### Rows

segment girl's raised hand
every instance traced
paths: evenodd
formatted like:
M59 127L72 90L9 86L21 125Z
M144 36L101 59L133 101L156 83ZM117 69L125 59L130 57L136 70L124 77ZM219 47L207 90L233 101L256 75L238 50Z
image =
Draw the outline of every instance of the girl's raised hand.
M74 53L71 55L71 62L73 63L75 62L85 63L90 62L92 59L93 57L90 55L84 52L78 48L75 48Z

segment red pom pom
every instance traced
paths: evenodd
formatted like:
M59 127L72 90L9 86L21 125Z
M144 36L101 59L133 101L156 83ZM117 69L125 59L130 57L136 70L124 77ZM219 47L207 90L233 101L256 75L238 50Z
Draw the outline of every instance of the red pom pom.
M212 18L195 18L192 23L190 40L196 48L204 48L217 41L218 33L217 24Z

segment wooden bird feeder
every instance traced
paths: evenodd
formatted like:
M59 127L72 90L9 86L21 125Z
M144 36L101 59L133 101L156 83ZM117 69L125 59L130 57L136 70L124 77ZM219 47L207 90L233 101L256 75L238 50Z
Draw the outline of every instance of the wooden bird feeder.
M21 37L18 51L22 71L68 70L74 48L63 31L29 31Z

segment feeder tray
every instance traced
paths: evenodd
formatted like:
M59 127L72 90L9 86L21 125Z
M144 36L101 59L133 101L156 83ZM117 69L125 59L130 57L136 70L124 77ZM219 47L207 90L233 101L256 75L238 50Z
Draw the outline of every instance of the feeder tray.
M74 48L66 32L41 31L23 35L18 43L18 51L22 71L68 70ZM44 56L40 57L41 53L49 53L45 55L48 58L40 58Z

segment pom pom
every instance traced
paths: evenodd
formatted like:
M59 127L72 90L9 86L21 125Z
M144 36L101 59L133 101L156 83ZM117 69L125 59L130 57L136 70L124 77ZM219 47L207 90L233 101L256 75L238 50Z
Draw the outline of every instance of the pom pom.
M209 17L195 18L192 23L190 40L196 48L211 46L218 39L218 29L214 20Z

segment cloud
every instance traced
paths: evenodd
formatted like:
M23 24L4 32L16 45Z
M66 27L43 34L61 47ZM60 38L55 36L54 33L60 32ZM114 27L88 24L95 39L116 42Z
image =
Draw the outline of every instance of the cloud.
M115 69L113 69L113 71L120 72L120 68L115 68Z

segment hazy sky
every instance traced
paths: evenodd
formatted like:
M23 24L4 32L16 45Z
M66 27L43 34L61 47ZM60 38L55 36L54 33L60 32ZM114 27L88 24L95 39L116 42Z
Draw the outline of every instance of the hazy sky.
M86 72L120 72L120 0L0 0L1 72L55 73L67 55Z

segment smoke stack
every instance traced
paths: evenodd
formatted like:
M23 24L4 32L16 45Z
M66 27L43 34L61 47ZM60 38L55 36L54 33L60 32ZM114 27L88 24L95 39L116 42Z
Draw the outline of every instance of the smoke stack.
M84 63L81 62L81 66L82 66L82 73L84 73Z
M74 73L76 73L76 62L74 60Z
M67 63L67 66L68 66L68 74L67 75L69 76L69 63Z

### Goal of the exercise
Rewrite the part of the material that opens with the line containing "segment wooden bird feeder" and closes with the line containing "M209 17L195 18L192", changing "feeder tray" to "feeding tray" and leaving everything else unchanged.

### Exercise response
segment wooden bird feeder
every instance traced
paths: evenodd
formatted like:
M59 127L72 90L9 86L21 125Z
M144 36L101 59L133 101L156 83ZM117 69L125 59L130 57L136 70L124 77ZM219 47L207 90L233 101L256 75L238 50Z
Draw the outline of every instance of the wooden bird feeder.
M21 37L18 51L22 71L68 70L74 48L63 31L29 31Z

segment feeding tray
every instance traced
paths: evenodd
formatted like:
M59 127L72 90L9 86L21 125Z
M144 36L101 59L133 101L156 83ZM117 69L125 59L130 57L136 70L124 77ZM219 47L207 90L233 101L256 75L238 50Z
Draw the outline of every instance of the feeding tray.
M74 48L66 32L41 31L23 35L18 43L18 51L22 71L68 70ZM44 56L40 57L41 53L49 53L45 55L48 58L40 58Z

segment pom pom
every instance traced
paths: evenodd
formatted like:
M59 127L72 90L9 86L21 125Z
M144 36L101 59L133 101L156 83ZM117 69L125 59L130 57L136 70L124 77ZM219 47L207 90L233 101L256 75L238 50Z
Draw the outline of every instance of the pom pom.
M209 17L195 18L192 23L190 40L196 48L211 46L218 39L218 29L214 20Z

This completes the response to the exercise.